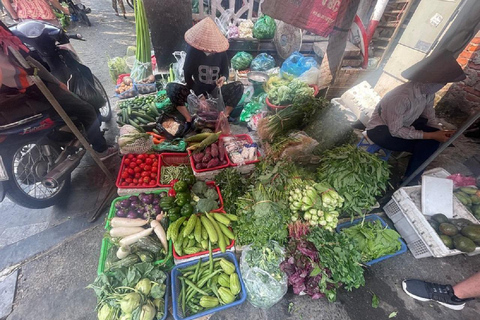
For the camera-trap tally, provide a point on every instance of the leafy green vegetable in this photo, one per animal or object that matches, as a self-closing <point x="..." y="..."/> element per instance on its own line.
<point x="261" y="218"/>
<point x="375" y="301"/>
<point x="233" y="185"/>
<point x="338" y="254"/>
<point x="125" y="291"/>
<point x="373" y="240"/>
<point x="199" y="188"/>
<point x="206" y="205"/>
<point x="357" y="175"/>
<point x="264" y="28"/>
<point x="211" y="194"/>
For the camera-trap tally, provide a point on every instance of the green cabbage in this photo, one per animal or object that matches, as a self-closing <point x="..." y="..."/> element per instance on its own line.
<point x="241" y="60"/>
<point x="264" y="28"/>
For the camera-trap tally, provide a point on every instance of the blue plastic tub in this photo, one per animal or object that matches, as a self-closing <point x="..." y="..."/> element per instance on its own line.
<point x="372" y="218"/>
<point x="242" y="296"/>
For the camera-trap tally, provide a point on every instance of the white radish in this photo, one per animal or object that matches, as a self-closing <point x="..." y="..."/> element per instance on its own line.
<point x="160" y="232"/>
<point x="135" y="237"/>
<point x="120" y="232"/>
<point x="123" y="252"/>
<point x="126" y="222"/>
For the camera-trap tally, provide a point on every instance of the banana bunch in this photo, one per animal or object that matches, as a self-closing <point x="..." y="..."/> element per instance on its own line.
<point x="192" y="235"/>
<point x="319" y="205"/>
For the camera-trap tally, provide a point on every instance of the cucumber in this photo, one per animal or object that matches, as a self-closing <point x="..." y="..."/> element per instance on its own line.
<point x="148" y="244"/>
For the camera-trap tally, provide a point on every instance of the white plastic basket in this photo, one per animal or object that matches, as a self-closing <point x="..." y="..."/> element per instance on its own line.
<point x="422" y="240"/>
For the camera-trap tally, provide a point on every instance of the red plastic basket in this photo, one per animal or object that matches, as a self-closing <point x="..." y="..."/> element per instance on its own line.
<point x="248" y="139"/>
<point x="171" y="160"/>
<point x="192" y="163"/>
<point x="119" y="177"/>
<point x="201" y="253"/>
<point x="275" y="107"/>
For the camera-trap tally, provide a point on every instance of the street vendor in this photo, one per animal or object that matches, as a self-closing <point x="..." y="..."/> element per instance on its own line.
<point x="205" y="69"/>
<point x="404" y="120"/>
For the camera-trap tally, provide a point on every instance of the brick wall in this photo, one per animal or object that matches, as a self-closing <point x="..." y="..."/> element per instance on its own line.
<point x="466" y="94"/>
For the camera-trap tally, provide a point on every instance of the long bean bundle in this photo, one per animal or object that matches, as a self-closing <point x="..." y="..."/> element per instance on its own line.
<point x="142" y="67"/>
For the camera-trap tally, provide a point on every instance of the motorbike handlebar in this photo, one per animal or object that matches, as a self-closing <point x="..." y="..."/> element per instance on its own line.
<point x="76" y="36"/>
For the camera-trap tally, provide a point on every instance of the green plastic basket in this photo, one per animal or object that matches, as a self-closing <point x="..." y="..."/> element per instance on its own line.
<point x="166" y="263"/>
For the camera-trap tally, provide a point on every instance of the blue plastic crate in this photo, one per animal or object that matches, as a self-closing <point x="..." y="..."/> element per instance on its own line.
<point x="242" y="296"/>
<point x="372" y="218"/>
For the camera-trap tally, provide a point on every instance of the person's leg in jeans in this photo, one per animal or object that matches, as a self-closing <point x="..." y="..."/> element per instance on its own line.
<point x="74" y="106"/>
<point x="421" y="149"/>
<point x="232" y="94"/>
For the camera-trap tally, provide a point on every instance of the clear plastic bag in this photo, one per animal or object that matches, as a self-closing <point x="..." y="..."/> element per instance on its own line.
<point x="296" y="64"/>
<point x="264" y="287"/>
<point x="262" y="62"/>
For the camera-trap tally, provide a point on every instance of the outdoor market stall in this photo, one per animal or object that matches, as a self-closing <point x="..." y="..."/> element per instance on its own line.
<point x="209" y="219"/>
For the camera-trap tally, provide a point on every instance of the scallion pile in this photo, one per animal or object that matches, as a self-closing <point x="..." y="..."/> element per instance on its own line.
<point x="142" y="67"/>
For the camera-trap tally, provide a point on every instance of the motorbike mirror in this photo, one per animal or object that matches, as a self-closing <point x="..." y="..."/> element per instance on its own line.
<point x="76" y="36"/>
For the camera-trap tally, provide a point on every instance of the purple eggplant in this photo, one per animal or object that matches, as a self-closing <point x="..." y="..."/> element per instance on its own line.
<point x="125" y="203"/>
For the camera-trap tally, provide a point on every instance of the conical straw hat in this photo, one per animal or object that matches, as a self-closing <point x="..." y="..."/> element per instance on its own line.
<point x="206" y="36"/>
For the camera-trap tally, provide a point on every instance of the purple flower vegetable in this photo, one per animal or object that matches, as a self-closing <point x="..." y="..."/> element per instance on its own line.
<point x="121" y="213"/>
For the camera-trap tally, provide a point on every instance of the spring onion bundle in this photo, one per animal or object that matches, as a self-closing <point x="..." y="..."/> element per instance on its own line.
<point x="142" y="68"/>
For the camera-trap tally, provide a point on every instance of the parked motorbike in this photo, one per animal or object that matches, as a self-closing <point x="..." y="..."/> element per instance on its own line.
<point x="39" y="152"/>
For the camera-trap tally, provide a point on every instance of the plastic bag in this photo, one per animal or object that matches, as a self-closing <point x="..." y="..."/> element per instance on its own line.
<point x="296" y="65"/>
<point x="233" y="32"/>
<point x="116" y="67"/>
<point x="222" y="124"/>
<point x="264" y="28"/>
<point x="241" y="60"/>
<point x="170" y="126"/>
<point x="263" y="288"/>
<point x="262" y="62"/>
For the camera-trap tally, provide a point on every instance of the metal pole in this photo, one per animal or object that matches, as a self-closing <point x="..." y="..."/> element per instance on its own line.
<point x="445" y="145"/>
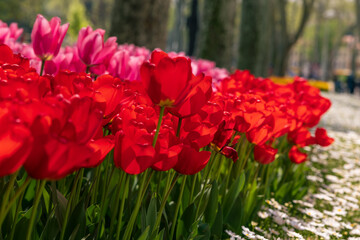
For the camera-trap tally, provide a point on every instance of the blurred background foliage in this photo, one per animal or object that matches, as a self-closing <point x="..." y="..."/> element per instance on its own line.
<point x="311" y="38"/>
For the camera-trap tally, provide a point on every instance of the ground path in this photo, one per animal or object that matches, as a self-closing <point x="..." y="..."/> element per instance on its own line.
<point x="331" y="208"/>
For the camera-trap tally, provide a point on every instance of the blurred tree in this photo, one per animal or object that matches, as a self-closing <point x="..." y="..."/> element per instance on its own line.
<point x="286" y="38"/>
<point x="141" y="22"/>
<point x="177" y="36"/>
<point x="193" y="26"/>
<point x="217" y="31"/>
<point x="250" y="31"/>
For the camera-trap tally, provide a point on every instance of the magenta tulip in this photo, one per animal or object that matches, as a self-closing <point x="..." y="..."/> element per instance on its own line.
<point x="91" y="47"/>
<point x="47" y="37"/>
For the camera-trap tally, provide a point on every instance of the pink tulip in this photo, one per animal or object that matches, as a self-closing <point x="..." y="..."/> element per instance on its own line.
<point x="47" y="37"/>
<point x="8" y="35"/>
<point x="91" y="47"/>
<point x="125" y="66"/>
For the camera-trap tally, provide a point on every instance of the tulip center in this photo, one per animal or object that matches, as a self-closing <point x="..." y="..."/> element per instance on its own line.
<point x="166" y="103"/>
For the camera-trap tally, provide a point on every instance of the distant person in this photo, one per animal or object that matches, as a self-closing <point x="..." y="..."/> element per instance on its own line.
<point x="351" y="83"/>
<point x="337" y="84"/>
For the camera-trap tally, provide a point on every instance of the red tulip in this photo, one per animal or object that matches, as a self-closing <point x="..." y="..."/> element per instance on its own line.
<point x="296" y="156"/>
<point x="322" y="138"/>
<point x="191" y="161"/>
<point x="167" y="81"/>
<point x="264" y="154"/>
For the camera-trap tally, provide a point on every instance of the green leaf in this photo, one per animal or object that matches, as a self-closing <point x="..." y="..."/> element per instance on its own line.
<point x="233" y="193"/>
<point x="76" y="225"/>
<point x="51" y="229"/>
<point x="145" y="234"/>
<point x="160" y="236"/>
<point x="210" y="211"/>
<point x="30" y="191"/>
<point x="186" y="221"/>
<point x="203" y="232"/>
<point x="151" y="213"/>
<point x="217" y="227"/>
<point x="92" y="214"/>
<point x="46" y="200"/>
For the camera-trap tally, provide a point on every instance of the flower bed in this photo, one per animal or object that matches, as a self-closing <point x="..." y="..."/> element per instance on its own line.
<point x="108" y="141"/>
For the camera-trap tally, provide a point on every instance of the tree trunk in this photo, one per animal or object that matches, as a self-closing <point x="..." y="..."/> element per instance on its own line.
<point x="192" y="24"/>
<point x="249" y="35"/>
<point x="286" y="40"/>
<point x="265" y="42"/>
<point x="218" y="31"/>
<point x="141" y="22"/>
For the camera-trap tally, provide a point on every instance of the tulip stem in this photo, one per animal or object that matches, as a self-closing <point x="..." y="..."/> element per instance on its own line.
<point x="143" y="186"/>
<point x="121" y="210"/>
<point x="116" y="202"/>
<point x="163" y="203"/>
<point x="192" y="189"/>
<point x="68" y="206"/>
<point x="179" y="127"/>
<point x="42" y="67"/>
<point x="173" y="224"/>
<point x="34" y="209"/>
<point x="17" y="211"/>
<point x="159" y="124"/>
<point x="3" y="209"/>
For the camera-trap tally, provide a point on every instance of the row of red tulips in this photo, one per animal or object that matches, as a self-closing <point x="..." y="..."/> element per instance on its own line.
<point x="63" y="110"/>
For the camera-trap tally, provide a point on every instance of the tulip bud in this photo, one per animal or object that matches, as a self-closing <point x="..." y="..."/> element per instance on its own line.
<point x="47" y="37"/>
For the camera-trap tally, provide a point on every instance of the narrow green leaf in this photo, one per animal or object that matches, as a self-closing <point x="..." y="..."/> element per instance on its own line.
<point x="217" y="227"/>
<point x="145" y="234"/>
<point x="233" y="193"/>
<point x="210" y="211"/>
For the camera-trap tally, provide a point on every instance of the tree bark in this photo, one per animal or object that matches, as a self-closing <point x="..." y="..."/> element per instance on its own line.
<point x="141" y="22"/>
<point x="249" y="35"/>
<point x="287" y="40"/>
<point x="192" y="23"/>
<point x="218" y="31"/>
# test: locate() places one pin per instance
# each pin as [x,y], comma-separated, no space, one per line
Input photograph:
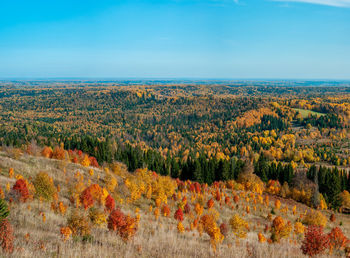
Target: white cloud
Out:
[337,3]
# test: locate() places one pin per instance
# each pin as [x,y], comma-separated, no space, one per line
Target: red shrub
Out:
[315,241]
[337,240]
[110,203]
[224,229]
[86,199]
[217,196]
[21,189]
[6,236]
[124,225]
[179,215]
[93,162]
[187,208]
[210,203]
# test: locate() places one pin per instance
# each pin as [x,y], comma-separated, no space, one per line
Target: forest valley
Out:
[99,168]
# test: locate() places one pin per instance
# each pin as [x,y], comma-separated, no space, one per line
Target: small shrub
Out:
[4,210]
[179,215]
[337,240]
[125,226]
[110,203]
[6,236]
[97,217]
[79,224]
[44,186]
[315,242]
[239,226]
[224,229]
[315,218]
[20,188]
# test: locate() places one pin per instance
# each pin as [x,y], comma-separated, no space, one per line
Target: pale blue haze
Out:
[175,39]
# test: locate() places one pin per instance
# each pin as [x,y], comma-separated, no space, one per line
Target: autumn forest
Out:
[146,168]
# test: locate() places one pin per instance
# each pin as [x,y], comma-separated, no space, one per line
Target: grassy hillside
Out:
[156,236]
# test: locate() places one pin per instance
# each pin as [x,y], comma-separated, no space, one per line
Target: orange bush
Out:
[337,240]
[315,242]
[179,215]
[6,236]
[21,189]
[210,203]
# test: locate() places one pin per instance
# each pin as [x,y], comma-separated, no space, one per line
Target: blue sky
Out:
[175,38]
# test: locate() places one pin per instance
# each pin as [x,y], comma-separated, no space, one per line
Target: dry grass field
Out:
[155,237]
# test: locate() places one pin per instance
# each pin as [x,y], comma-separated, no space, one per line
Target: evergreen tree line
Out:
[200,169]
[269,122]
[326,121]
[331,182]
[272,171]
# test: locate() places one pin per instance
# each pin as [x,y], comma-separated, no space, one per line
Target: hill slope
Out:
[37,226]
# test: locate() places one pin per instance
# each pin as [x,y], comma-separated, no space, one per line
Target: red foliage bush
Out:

▸ Exercise brief
Locate the word "forest" in the data above. Copy every line carrying it.

▸ Exercise output
Target: forest valley
Target: autumn forest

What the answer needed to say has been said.